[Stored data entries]
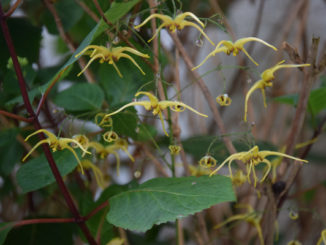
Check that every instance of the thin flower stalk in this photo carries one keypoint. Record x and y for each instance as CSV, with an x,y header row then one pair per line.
x,y
157,107
266,81
178,23
57,143
229,47
251,159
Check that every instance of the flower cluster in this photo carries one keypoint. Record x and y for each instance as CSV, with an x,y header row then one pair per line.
x,y
178,23
57,143
157,106
251,159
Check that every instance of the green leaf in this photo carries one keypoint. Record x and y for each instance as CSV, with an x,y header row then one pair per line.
x,y
68,12
26,39
31,95
317,100
117,89
36,173
80,97
4,230
117,11
167,199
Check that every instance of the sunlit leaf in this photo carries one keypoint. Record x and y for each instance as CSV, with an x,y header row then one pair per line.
x,y
167,199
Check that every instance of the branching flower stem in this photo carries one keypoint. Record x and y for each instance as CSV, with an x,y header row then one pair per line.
x,y
37,126
210,100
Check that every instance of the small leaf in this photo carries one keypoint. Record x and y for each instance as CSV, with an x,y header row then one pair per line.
x,y
125,123
80,97
119,90
167,199
4,230
36,173
26,40
317,100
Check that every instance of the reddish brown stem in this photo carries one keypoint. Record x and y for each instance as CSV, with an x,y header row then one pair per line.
x,y
14,116
22,85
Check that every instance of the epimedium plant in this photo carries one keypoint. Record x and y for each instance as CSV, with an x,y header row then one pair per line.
x,y
67,179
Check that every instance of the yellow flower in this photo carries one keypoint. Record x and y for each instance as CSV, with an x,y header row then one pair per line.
x,y
223,100
102,121
104,151
97,172
110,55
178,22
110,136
239,178
322,237
174,149
234,48
251,217
293,215
57,143
157,106
266,81
207,162
81,139
252,158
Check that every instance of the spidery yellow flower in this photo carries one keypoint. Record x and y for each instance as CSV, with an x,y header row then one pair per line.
x,y
174,149
239,178
81,139
97,172
110,55
178,22
110,136
251,159
234,48
157,106
56,143
102,121
293,215
266,81
104,151
207,162
322,238
251,217
223,100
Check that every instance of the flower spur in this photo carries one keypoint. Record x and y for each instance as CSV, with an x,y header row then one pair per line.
x,y
252,217
178,22
110,55
56,143
266,81
104,151
234,48
251,159
157,106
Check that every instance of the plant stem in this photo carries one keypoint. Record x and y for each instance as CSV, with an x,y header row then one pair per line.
x,y
37,126
210,100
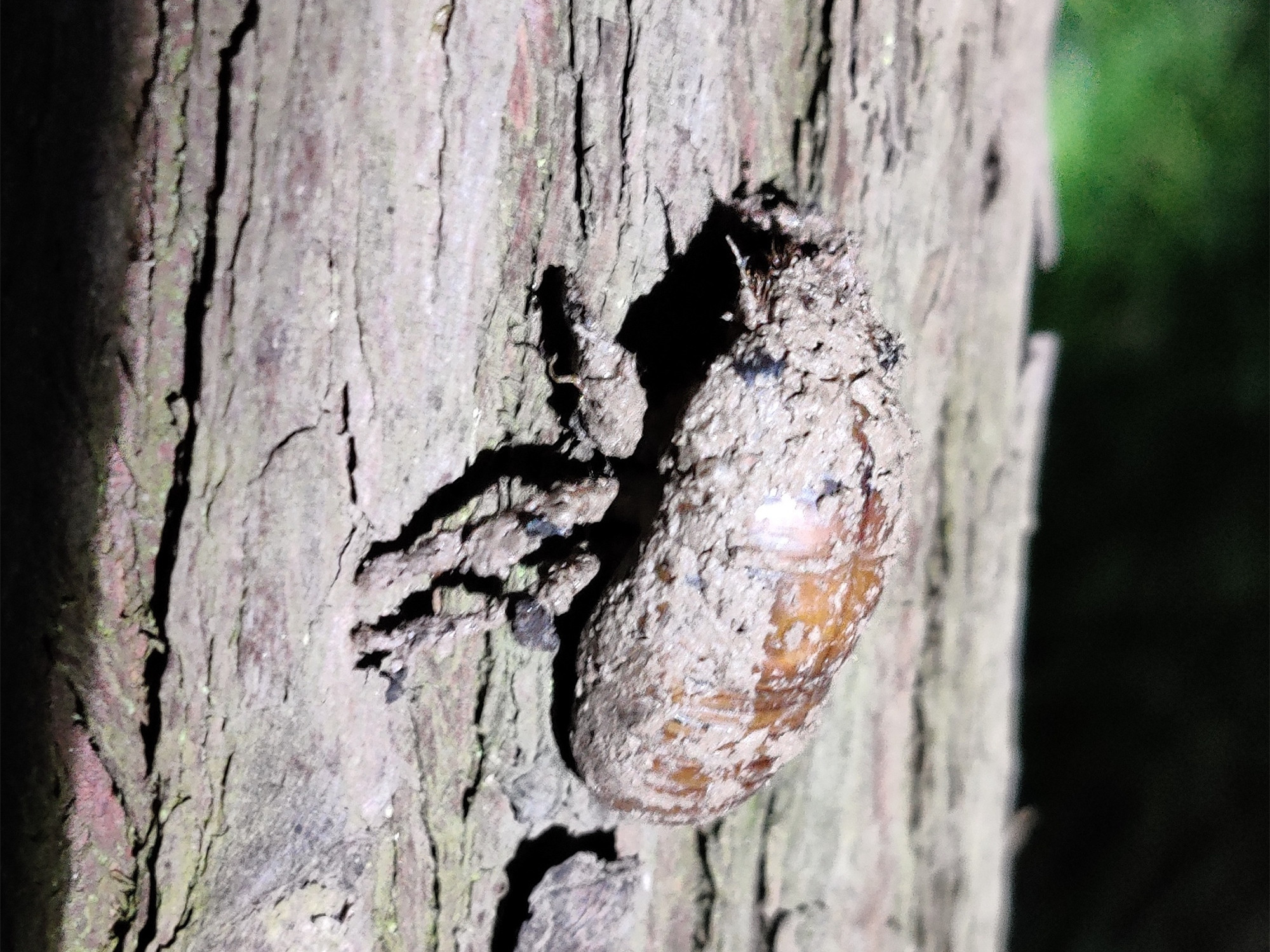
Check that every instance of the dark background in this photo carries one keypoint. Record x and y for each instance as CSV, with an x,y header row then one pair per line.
x,y
1145,705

▶ EXERCISE:
With the pictures removed, return the data above word for word.

▶ TASK OUTPUT:
Check that every instance of the thin flower stalk in this photo carries one keypoint. Record x and y for each instance as CSV, with an x,y header row then one pair per line.
x,y
157,107
266,81
178,23
57,143
229,47
251,159
Check that every instance of the flower cluster in this photo carries one keypoint. Record x and y for each instance as CSV, with an x,y header row then one pair per line.
x,y
178,23
57,143
157,106
251,159
Check that every instance of the green leaf in this photo carries one keypoint. Record x and y for each instance as CSV, with an x,y header row then one pair per line.
x,y
68,12
26,39
31,95
317,100
117,89
36,173
80,97
4,230
117,11
167,199
Check that every instance of the sunlit leaf in this photo carries one keypoint. Record x and y for each instance as CSV, with an x,y header row then one pair per line.
x,y
167,199
Check that every instance of the branching flower stem in this photo carries one keypoint. Record x and y for each instance as CSV, with an x,y header row then one pair per line.
x,y
37,126
210,100
Check that every instance of the small leaf in this photo carries one keypoint. Record x and y for each instance as CSV, with an x,y header row then one pair per line.
x,y
125,123
80,97
119,90
167,199
4,230
36,173
26,40
317,100
Check that every instance of the reddish brown stem in this photo carries one keypoint. Record x and y for each instance as CSV, with an x,y header row then one pair per line.
x,y
14,116
22,85
Check that every instance of the epimedium plant in this photo carries one keypoint. Record x and y for each instance as CSV, with an x,y header row then one pair per line.
x,y
67,179
Check that every instance of the yellow flower in this photo carries one keypoint. Record x and y for each instance as CSV, with an x,y header row then one pair per line.
x,y
223,100
102,121
104,151
97,172
110,55
178,22
110,136
239,178
322,237
174,149
234,48
251,217
293,215
57,143
157,106
266,81
207,162
81,139
252,158
Check that every instance of the spidery yellow flower in this photo carries one keypoint. Record x and y for each instance as CSV, with an x,y header row then one pair per line.
x,y
174,149
239,178
81,139
97,172
110,55
178,22
110,136
251,159
234,48
157,106
56,143
102,121
293,215
266,81
104,151
207,162
322,238
251,217
223,100
Check that every instance of the flower spur in this photo carries one keypoint. Record x and y for each instance as CSV, with an x,y header row then one pair per line.
x,y
252,217
178,22
110,55
56,143
266,81
104,151
234,48
251,159
157,106
Check that every instance of the plant stem in this photo carries one keypoint. Record x and y for each instance as CSV, with an x,y header row then one pair per line.
x,y
37,126
210,100
Check that every instance of the dark background in this photo carries one keypoint. Record x and y for each instance as CSV, with an x,y header row then one pair per line.
x,y
1145,705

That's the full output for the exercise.